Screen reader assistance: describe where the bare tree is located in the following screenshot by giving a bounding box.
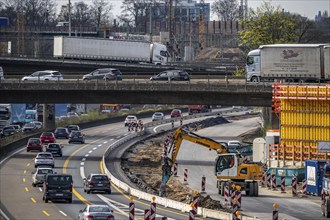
[211,0,239,21]
[90,0,112,27]
[72,1,91,27]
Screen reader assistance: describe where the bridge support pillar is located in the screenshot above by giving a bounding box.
[262,107,280,129]
[43,104,55,130]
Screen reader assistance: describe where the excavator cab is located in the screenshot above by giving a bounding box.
[215,153,239,179]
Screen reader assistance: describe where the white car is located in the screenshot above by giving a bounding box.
[34,152,55,168]
[32,167,55,187]
[151,112,165,121]
[33,121,42,129]
[22,70,63,81]
[125,115,137,127]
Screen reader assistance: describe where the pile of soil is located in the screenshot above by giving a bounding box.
[121,117,260,211]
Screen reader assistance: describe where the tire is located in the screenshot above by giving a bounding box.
[251,76,259,83]
[248,182,254,197]
[253,182,259,197]
[219,182,226,196]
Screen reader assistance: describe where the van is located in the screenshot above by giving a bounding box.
[0,66,5,81]
[42,174,73,203]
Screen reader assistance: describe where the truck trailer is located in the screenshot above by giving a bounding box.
[246,44,330,82]
[54,36,168,65]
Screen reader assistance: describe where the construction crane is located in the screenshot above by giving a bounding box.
[199,0,206,50]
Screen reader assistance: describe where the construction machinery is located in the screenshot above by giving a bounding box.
[160,127,263,196]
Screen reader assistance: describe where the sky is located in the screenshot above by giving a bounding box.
[55,0,330,20]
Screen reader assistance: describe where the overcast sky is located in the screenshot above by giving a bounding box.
[55,0,330,20]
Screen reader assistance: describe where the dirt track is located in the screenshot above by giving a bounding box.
[122,115,261,211]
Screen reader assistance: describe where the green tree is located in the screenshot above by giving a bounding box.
[239,2,301,49]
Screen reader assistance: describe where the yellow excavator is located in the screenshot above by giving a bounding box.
[160,127,263,196]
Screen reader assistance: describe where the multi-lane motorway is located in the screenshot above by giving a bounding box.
[0,112,223,219]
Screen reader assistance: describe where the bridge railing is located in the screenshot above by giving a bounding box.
[0,78,272,93]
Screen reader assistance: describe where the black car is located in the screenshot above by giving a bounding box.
[68,125,80,133]
[83,68,122,80]
[84,174,111,194]
[42,174,73,203]
[150,70,190,81]
[54,128,69,139]
[46,143,62,157]
[69,131,85,144]
[0,126,16,137]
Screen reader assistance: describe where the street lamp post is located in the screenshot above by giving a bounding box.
[69,0,71,37]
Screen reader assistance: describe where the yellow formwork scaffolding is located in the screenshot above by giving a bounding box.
[273,84,330,162]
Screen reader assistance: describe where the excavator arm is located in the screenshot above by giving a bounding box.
[160,128,228,196]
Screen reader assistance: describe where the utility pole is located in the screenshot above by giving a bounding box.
[69,0,71,37]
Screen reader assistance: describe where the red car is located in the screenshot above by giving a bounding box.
[171,109,182,118]
[26,138,43,152]
[40,132,56,144]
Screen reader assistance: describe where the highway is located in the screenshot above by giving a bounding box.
[177,118,322,220]
[0,112,222,219]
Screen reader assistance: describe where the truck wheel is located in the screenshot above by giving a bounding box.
[220,182,226,196]
[251,76,259,83]
[253,182,259,197]
[249,182,254,196]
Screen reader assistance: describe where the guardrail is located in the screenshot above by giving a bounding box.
[102,110,256,220]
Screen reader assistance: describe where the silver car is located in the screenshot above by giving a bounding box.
[22,70,63,81]
[151,112,165,121]
[32,167,55,187]
[34,152,55,168]
[78,205,115,220]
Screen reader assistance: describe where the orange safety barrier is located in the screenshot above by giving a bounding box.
[268,144,330,164]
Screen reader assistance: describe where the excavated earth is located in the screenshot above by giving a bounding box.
[121,114,261,212]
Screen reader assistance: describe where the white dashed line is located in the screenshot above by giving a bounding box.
[80,167,85,179]
[59,210,68,216]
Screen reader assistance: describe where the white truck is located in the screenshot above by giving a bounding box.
[246,44,330,82]
[54,36,168,65]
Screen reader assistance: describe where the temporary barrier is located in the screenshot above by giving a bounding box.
[225,185,230,204]
[291,176,297,196]
[150,202,156,220]
[201,176,206,193]
[281,176,286,193]
[235,190,242,209]
[173,163,178,177]
[267,172,271,189]
[144,209,150,220]
[129,202,134,220]
[183,169,188,185]
[272,173,276,190]
[301,180,307,195]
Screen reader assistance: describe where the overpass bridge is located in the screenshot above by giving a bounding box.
[0,79,272,107]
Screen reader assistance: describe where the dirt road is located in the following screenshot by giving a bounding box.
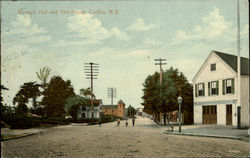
[1,118,250,158]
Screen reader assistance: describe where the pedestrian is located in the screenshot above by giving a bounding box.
[99,119,102,127]
[117,119,120,126]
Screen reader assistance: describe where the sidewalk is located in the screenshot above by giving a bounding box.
[1,128,44,141]
[164,125,250,140]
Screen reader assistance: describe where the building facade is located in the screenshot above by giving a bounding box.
[77,99,103,119]
[102,100,125,117]
[193,51,250,127]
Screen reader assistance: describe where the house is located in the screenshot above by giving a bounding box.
[77,99,103,119]
[102,100,125,117]
[193,51,250,127]
[136,108,143,116]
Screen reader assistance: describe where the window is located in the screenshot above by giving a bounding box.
[211,81,218,95]
[226,79,232,93]
[198,83,204,96]
[222,78,234,94]
[82,113,86,118]
[82,106,86,111]
[210,64,216,71]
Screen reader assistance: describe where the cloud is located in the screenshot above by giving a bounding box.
[63,11,129,45]
[172,7,235,44]
[127,18,159,31]
[4,15,51,43]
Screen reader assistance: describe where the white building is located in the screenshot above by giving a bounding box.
[193,51,250,127]
[77,99,103,119]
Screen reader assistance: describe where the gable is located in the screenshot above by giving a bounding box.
[214,51,249,75]
[193,51,236,83]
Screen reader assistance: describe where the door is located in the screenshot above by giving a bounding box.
[226,105,232,126]
[202,105,217,124]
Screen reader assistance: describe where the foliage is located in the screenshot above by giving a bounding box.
[142,67,193,123]
[36,66,51,85]
[16,103,28,114]
[42,76,75,117]
[80,87,95,98]
[30,107,45,116]
[0,85,9,105]
[127,105,136,117]
[64,95,90,120]
[13,82,41,108]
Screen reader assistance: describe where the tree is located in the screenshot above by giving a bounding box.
[127,105,136,117]
[36,66,51,87]
[80,87,95,98]
[142,67,193,124]
[16,103,28,114]
[64,95,90,119]
[42,76,75,117]
[13,82,41,108]
[0,85,9,105]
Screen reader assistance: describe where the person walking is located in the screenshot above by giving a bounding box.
[117,119,120,126]
[99,119,102,127]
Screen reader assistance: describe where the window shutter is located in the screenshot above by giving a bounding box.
[216,81,219,94]
[195,84,197,97]
[222,80,226,95]
[231,78,234,94]
[202,83,205,96]
[207,82,211,96]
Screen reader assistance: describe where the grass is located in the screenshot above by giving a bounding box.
[1,134,26,141]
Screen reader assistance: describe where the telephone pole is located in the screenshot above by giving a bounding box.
[155,58,167,121]
[108,87,116,120]
[84,63,99,123]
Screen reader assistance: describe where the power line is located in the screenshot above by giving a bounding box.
[84,63,99,123]
[108,87,117,120]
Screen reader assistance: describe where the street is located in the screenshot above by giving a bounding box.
[1,117,250,158]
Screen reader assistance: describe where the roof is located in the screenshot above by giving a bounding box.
[102,105,118,109]
[214,51,249,75]
[118,99,125,105]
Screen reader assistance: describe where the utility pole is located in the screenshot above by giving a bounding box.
[155,58,167,121]
[108,87,116,120]
[237,0,242,128]
[84,63,99,123]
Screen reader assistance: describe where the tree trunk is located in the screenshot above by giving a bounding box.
[32,98,36,109]
[163,112,167,125]
[167,112,171,125]
[158,113,161,123]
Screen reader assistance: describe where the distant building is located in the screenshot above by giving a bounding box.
[136,108,143,116]
[102,100,125,117]
[77,99,103,119]
[193,51,250,127]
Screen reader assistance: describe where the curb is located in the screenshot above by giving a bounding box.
[1,131,42,142]
[163,131,241,140]
[70,123,88,126]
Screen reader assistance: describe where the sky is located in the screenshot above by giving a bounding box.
[1,0,249,108]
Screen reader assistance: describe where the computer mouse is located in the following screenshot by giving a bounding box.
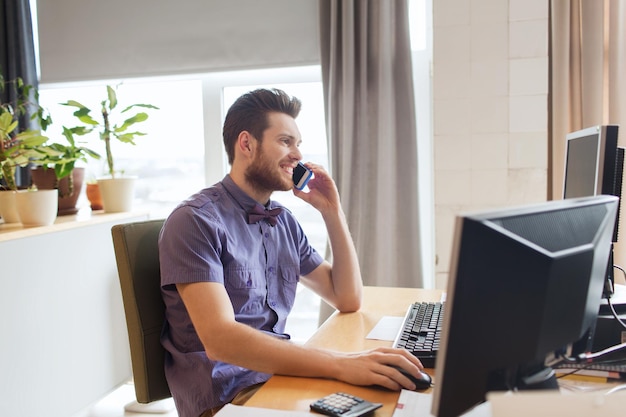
[392,366,433,391]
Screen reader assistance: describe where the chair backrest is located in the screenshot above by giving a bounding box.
[111,220,171,403]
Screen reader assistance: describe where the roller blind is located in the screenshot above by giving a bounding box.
[37,0,319,82]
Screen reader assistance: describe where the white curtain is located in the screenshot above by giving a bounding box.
[35,0,319,83]
[320,0,423,287]
[549,0,626,278]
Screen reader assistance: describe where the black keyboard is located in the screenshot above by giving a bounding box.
[554,360,626,379]
[393,301,445,368]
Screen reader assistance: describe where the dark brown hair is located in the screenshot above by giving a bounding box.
[222,88,302,165]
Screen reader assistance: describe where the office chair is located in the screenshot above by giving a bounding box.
[111,220,174,413]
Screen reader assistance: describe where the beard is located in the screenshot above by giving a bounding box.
[245,147,293,192]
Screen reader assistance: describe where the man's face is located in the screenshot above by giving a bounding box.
[246,113,302,192]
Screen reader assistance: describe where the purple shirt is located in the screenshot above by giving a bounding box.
[159,175,323,417]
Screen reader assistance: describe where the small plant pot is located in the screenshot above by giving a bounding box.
[15,190,59,227]
[86,182,104,211]
[98,177,136,213]
[31,167,85,216]
[0,190,20,223]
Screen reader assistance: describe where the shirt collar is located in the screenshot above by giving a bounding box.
[222,174,278,212]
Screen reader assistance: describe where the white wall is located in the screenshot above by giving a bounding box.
[433,0,549,288]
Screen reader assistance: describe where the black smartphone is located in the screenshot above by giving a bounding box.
[292,162,313,190]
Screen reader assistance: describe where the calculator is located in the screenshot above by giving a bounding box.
[311,392,383,417]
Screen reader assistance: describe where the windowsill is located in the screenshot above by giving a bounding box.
[0,208,147,242]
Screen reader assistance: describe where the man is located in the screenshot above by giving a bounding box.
[159,89,422,417]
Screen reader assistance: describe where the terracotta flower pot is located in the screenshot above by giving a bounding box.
[31,167,85,216]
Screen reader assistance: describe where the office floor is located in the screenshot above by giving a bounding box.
[72,286,319,417]
[74,383,178,417]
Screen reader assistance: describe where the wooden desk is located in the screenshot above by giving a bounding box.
[241,287,442,417]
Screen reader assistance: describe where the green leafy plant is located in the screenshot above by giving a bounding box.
[0,74,52,190]
[34,126,100,197]
[61,85,158,178]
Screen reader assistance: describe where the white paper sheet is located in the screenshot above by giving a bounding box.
[366,316,404,342]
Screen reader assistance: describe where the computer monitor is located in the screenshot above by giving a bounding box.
[563,125,624,242]
[432,196,618,417]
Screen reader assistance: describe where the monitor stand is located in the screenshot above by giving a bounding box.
[517,366,559,391]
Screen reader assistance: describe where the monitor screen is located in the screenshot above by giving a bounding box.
[432,196,618,417]
[563,125,624,242]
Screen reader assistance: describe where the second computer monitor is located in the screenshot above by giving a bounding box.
[563,125,624,242]
[432,196,618,417]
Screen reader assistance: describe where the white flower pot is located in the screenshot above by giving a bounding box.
[98,177,136,213]
[15,189,59,227]
[0,190,20,223]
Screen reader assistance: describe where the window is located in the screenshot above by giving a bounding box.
[40,67,328,342]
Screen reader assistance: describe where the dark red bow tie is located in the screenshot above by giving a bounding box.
[248,204,283,226]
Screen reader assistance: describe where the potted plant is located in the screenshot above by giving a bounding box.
[61,85,158,212]
[0,74,57,225]
[31,126,100,215]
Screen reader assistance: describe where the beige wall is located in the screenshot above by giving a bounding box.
[433,0,548,288]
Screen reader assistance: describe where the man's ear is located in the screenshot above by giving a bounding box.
[237,130,256,157]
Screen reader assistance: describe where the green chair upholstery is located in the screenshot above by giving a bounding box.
[111,220,171,404]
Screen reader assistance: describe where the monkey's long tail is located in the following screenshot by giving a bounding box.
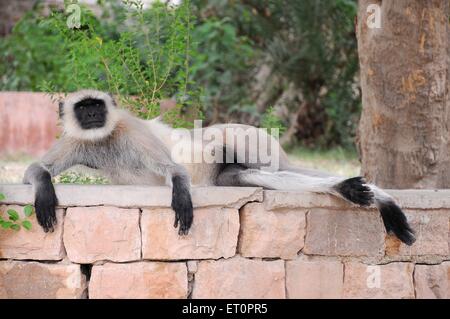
[334,177,416,245]
[369,185,416,246]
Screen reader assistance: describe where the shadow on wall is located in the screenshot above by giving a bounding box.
[0,92,59,157]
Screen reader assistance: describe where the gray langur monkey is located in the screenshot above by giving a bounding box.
[24,90,415,245]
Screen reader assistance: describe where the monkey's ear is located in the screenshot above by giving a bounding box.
[108,92,117,106]
[58,101,64,119]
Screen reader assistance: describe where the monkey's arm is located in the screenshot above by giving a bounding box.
[23,140,74,232]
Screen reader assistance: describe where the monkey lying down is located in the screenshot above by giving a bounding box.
[24,90,415,245]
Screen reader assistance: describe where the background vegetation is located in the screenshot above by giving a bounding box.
[0,0,360,151]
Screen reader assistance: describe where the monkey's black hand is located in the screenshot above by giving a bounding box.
[34,179,58,233]
[172,176,194,235]
[334,176,374,206]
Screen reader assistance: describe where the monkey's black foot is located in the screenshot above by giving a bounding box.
[34,184,58,233]
[172,202,194,236]
[334,176,374,206]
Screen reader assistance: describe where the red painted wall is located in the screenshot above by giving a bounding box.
[0,92,59,156]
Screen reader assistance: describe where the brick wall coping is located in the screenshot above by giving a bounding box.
[0,184,450,209]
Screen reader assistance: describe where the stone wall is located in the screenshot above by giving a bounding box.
[0,185,450,298]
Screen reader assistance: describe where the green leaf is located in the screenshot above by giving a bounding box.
[22,220,32,230]
[2,222,13,229]
[6,209,20,222]
[23,205,33,217]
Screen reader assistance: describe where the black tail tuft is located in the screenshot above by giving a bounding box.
[334,176,374,206]
[377,200,416,246]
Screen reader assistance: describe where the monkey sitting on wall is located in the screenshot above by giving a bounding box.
[24,90,415,245]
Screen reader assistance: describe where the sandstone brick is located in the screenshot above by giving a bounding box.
[286,259,344,299]
[238,203,306,259]
[63,206,141,264]
[192,256,285,299]
[386,210,449,257]
[0,205,65,260]
[264,190,357,210]
[344,262,414,299]
[414,262,450,299]
[89,262,188,299]
[0,261,86,299]
[141,207,239,260]
[303,209,385,256]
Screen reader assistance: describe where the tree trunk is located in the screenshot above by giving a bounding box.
[357,0,450,188]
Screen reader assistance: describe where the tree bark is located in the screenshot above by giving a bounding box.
[357,0,450,188]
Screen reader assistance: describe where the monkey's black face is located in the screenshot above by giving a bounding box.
[74,98,107,130]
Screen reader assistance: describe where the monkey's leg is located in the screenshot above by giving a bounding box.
[217,165,415,245]
[216,165,373,206]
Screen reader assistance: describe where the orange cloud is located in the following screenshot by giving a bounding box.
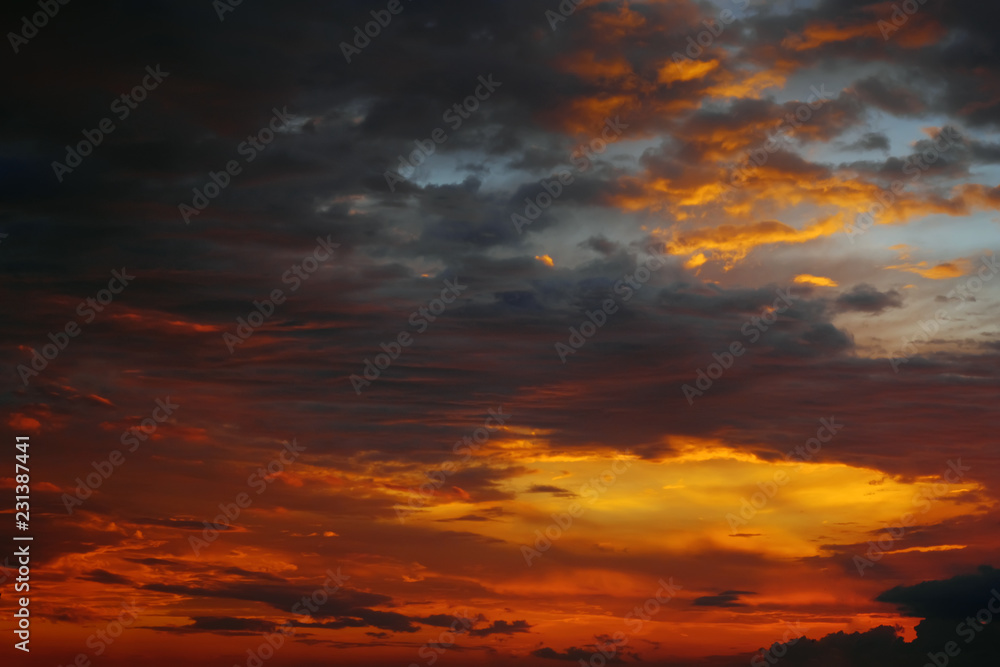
[667,217,843,266]
[885,259,969,280]
[657,58,719,83]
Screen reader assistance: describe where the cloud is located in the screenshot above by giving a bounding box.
[834,283,903,315]
[691,591,756,607]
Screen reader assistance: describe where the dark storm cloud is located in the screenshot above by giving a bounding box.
[875,565,1000,619]
[80,569,135,586]
[691,591,756,607]
[844,132,889,152]
[835,283,903,315]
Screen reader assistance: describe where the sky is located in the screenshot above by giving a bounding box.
[0,0,1000,667]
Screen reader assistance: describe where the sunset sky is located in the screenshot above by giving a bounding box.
[0,0,1000,667]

-*-

Instructions to follow: Could you give the lines again from the one containing "Screen reader assistance: describe where the orange cloud" through the end of the entries, both ends included, switching "sunset sky" to "evening sky", leaving everything else unchanged and omitting the pictures?

Complete response:
Screen reader assistance: describe where the orange cloud is located in the following screenshot by giving a bounding box.
[667,217,843,266]
[885,259,969,280]
[657,58,719,83]
Screen reader assistance: describe where the cloud is located in the screenshot above by giving a bounding box.
[834,283,903,315]
[691,591,756,607]
Screen reader assistance: describe where the dark storm cloud is located in the screenshot above by giving a bounding box.
[875,565,1000,619]
[80,569,135,586]
[691,591,756,607]
[844,132,889,152]
[835,283,903,315]
Screen reader assistance: describe where the sky is located in the screenshot above by giving a bounding box.
[0,0,1000,667]
Screen reader assistance: describe where the evening sky is located in the screenshot above by giving a bounding box.
[0,0,1000,667]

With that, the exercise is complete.